** Passage **
Important wildlife habitats in Dena include Tang-e Shah Qasem, Chahar Tang-e Kel Noghre'i, Tang-e Potak, Tang-e Qodvis, Shanbliyeh Dun, Tang-e Shahsvaar, Tang-e Heydari, Kharedun, Tel Siah, Alij, Gorvil, Ab Makh, Tang-e Poun-ei, Gardaneh Bijan, Tang-e Hara, Tang-e Tufal, Darreh Nari Waterfall, Ben Shahi, Gardaneh Atabaki, Tel Sabz, Gardaneh Morak, the oak forests on the edges of Dena, Tang-e Ban Rud, Tang-e Koreh, Nahmun, Mortovileh, Khaki, Qibla, and Asemuni. In these habitats, tourists, researchers, and nature enthusiasts can easily observe the wildlife of the Zagros with the naked eye or with binoculars. The comprehensive ecology of the wildlife can be studied and examined in this region.

The most important population centers located on the edge of the Dena Protected Area include the city of Sisakht, the city of Pataveh, the village complex of Koreh, the village of Meymand, the village of Sivar, and the village complex of Padena.

** Raw data **

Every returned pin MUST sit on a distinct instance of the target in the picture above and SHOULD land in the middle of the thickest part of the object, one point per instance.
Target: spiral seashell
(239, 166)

** What you will do **
[1] According to the passage on the Dena Protected Area, what can be studied and examined in the region?
[2] Reproduce word for word the part of the passage on the Dena Protected Area starting at "The most important" and ending at "complex of Padena.".
[3] Write the next part of the passage on the Dena Protected Area, picking up after its final sentence.

** Responses for each task **
[1] The comprehensive ecology of the wildlife can be studied and examined there.

[2]
The most important population centers located on the edge of the Dena Protected Area include the city of Sisakht, the city of Pataveh, the village complex of Koreh, the village of Meymand, the village of Sivar, and the village complex of Padena.

[3]
The eastern border of the Dena Protected Area starts from the north of the city of Sisakht, the center of Dana County. Some of the most important environmental protection stations include Kharedun, the Koreh village environmental station, Ab Sepah, and Meymand. The Dena Protected Area, with an area of 93,821 hectares, is recognized as a biosphere reserve and is located in the southwestern part of the country, in Kohgiluyeh and Boyer-Ahmad Province. The geographical coordinates are E51.21 and N30.57. On the other hand, there are numerous valleys on the slopes of Dena that are full of small and large springs. Many of these springs emerge from under the snow and flow down the steep slopes of Dena, joining together to form the cold, sweet, and clear rivers Bashar and Khersan.

== History of Conservation ==
According to Resolution No. 126 dated January 26, 1991, of the High Council for Environmental Protection, the Dena region, with an area of 93,660 hectares, was declared a protected area. According to Resolution No. 360 of the High Council for Environmental Protection (Infrastructure Commission of the Government) dated April 19, 2012, the protective level of part of this area, with an area of 25,822 hectares, was upgraded to a national park.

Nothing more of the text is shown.